§ Problem statement
Starting at the line containing "mark the straw hat | one pin per instance." and ending with the line containing "(1003, 707)", inclusive, give these lines as a numbered list, omitting any blank lines.

Location labeling records:
○ ○ ○
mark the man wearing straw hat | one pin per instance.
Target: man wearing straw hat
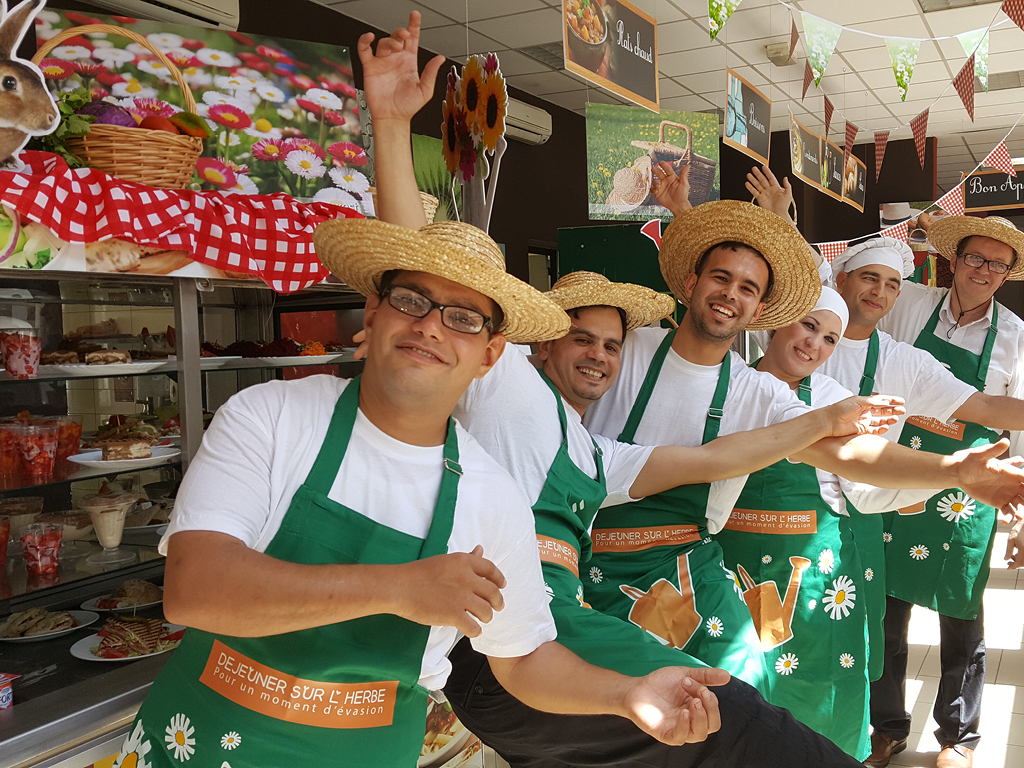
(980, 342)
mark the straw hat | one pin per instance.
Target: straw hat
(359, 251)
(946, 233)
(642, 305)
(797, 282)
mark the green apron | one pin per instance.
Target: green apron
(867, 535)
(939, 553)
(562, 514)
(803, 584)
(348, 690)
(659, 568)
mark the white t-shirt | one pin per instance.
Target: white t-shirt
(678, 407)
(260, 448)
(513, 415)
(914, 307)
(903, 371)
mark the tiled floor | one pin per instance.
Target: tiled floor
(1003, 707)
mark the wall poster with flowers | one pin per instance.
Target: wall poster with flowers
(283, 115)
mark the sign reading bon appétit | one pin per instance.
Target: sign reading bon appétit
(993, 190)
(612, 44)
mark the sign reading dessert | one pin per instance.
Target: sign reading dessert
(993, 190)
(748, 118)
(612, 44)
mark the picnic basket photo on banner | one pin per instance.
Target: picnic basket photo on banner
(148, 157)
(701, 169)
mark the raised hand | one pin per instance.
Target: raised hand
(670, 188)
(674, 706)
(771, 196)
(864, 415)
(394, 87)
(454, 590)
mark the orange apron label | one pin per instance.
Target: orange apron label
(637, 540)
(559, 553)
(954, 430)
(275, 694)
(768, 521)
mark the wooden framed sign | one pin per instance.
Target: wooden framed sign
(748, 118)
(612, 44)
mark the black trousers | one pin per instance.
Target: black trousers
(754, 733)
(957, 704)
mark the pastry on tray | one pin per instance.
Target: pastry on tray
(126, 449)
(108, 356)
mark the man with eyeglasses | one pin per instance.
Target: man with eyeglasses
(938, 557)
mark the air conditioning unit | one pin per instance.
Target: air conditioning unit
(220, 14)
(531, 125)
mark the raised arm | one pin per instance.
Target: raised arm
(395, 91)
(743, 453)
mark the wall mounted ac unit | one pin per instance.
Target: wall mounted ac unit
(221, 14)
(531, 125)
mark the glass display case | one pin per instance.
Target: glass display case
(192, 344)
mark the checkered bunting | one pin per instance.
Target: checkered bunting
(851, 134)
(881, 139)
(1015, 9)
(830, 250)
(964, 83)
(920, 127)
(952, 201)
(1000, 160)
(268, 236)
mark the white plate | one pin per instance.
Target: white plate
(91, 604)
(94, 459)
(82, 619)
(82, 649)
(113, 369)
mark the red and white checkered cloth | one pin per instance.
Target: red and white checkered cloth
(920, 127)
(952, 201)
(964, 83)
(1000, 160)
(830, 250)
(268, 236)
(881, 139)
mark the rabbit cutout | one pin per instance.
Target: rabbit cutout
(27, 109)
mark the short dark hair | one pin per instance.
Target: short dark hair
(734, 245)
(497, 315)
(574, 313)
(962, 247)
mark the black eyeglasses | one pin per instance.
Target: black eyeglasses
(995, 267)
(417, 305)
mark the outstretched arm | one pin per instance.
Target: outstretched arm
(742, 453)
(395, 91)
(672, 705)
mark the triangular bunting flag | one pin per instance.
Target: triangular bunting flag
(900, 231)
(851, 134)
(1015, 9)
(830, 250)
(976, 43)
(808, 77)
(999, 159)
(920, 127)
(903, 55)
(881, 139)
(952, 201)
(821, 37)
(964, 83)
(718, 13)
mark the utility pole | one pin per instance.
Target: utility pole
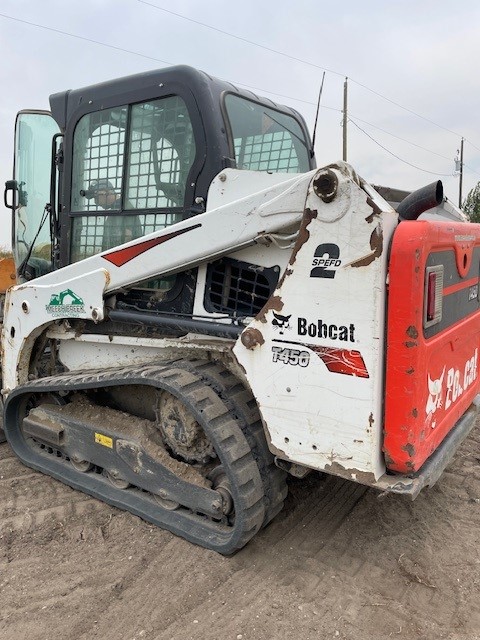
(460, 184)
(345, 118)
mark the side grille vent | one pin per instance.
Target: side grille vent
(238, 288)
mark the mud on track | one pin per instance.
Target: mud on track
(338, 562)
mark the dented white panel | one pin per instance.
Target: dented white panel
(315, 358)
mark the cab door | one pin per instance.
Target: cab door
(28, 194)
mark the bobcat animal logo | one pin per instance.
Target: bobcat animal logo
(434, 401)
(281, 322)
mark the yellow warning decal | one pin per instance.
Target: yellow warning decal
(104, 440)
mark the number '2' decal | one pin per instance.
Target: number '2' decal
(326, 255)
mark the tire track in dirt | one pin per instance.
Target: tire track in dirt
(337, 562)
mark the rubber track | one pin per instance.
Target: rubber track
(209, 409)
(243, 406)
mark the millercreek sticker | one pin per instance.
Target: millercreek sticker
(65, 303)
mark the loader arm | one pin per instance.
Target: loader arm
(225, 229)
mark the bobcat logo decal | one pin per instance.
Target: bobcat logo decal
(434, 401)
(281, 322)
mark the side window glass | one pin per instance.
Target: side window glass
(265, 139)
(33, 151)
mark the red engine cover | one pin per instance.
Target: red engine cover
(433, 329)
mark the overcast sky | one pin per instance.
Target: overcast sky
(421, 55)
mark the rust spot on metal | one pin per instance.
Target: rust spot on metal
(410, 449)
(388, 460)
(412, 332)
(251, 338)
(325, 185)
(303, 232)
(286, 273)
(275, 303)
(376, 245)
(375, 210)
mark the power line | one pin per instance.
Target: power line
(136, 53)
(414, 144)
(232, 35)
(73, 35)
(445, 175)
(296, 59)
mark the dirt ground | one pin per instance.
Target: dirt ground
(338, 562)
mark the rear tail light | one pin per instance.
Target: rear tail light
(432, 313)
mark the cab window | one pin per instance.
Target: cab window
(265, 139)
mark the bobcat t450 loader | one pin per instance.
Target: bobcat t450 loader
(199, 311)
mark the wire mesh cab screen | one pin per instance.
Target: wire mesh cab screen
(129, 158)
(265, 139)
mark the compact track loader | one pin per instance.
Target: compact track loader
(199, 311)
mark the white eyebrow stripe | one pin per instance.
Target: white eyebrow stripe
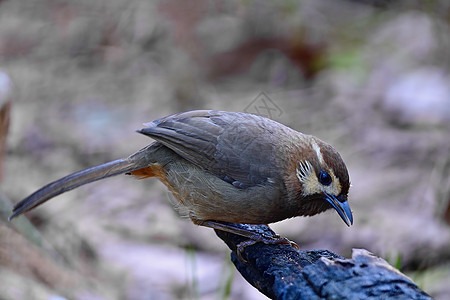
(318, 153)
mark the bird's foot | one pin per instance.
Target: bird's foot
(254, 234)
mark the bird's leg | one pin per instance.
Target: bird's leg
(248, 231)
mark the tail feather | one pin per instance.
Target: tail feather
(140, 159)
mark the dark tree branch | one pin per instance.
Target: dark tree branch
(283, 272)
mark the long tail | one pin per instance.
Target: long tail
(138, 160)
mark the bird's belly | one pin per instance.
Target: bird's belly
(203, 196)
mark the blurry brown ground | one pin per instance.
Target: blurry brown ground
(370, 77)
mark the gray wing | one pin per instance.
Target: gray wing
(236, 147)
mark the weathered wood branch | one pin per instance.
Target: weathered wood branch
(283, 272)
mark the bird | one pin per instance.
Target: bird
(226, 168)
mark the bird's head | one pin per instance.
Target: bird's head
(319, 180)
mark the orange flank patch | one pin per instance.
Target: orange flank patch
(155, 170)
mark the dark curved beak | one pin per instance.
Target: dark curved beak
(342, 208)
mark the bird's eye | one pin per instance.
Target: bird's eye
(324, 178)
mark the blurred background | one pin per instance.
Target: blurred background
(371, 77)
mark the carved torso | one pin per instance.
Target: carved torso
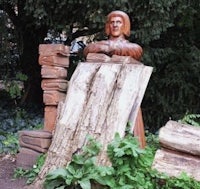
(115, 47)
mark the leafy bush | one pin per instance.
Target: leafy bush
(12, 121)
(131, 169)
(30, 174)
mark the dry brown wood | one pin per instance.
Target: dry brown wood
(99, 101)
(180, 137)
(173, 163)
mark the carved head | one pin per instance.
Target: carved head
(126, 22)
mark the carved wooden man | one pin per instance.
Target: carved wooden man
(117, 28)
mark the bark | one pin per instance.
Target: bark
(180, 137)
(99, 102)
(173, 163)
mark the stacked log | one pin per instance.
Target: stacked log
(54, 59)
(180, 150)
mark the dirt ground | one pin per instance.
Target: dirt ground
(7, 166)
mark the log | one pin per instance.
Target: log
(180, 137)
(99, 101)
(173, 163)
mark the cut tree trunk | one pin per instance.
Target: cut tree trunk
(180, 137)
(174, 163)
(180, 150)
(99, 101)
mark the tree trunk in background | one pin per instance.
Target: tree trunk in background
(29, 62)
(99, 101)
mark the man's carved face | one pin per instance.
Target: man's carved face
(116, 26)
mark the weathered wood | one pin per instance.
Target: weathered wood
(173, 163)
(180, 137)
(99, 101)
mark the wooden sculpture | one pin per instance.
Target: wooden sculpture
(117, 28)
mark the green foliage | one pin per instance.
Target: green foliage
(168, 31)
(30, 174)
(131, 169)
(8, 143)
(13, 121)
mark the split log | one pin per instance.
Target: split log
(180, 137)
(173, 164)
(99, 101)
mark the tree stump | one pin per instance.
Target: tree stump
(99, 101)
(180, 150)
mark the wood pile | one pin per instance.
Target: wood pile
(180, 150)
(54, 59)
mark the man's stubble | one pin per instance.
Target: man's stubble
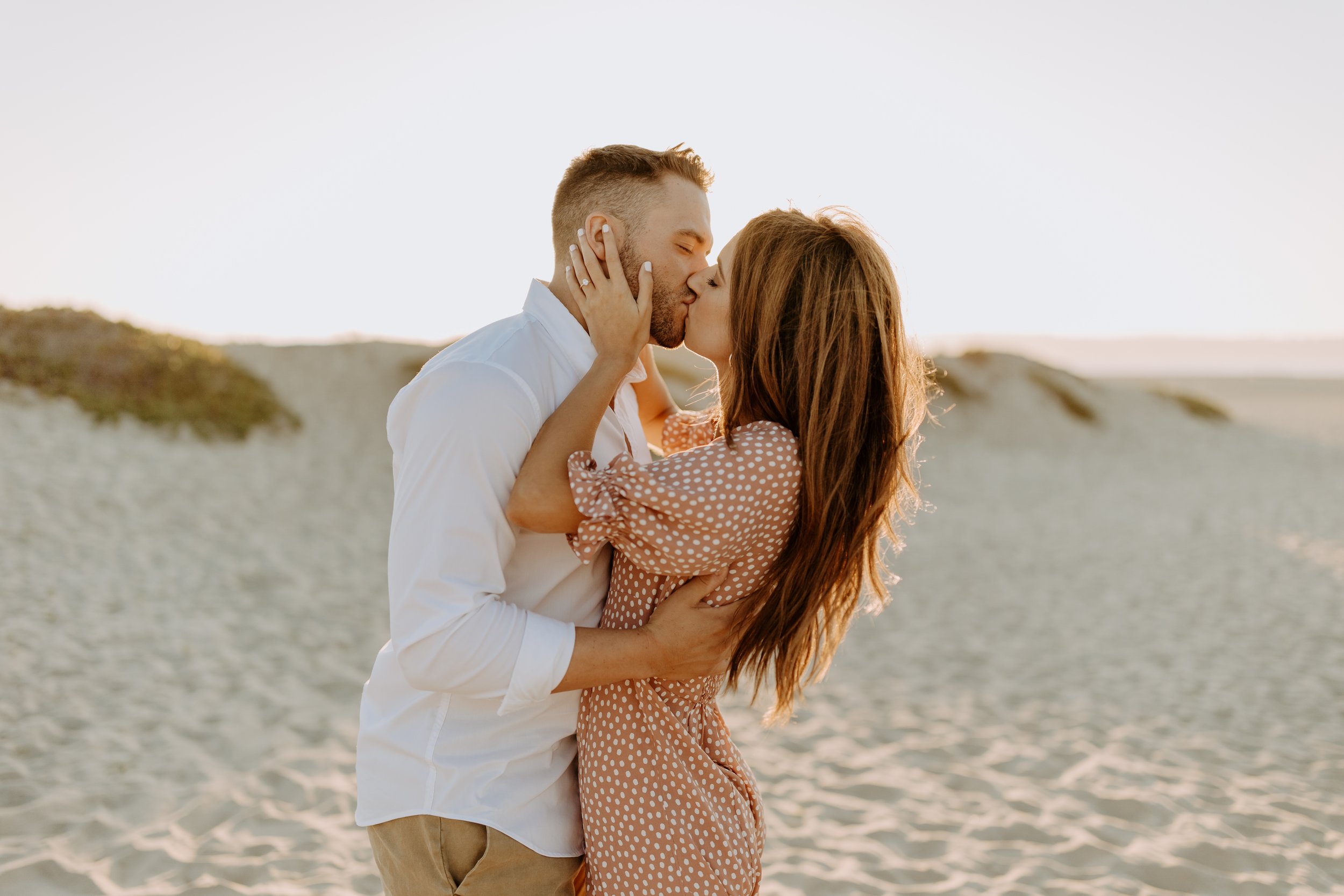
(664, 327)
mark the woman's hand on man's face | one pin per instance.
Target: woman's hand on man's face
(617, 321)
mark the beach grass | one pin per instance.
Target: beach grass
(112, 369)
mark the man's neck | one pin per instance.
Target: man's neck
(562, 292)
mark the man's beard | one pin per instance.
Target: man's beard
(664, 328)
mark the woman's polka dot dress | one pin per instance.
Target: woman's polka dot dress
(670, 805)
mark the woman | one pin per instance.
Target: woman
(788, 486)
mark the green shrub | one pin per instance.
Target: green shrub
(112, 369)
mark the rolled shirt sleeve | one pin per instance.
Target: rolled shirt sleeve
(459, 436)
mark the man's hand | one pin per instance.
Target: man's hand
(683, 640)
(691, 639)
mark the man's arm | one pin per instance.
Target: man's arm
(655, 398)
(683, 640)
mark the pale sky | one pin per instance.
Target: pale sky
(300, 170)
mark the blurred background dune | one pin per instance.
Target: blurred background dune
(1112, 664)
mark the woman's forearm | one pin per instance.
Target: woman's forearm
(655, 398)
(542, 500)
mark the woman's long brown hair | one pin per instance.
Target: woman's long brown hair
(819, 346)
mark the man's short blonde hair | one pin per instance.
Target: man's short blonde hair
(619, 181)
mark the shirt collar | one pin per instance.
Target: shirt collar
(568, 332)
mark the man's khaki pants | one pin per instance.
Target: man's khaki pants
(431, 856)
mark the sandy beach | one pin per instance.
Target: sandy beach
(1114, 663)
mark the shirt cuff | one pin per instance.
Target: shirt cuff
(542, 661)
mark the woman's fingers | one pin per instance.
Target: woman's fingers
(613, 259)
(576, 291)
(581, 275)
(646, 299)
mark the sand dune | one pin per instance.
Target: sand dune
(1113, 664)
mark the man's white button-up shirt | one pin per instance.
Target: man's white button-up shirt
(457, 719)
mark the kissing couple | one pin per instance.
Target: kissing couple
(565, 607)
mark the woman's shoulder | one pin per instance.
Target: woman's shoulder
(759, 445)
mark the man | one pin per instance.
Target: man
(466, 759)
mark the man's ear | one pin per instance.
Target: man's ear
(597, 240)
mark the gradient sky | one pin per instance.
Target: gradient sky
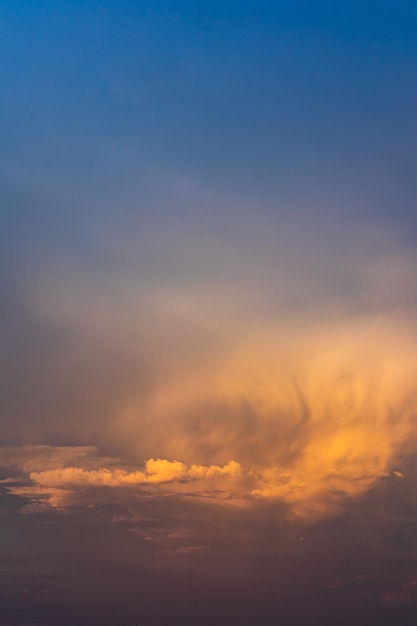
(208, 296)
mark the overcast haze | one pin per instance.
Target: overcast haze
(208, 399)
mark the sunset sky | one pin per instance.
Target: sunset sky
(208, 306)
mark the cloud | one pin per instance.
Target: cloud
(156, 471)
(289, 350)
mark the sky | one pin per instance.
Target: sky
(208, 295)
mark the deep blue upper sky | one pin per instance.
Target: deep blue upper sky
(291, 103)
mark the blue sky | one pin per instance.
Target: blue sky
○ ○ ○
§ Exercise output
1. mark the straw hat | one pin per instance.
2. Target: straw hat
3. (359, 251)
4. (946, 233)
5. (642, 305)
6. (797, 282)
7. mark the green apron | one pin per instance.
8. Target: green apron
9. (867, 535)
10. (939, 553)
11. (562, 514)
12. (803, 584)
13. (348, 690)
14. (659, 568)
15. mark the white t-shirt | one pin per instance.
16. Target: white t-shirt
17. (678, 407)
18. (260, 448)
19. (513, 415)
20. (914, 307)
21. (903, 371)
22. mark the tiled floor | one pin per instance.
23. Target: tiled floor
24. (1003, 707)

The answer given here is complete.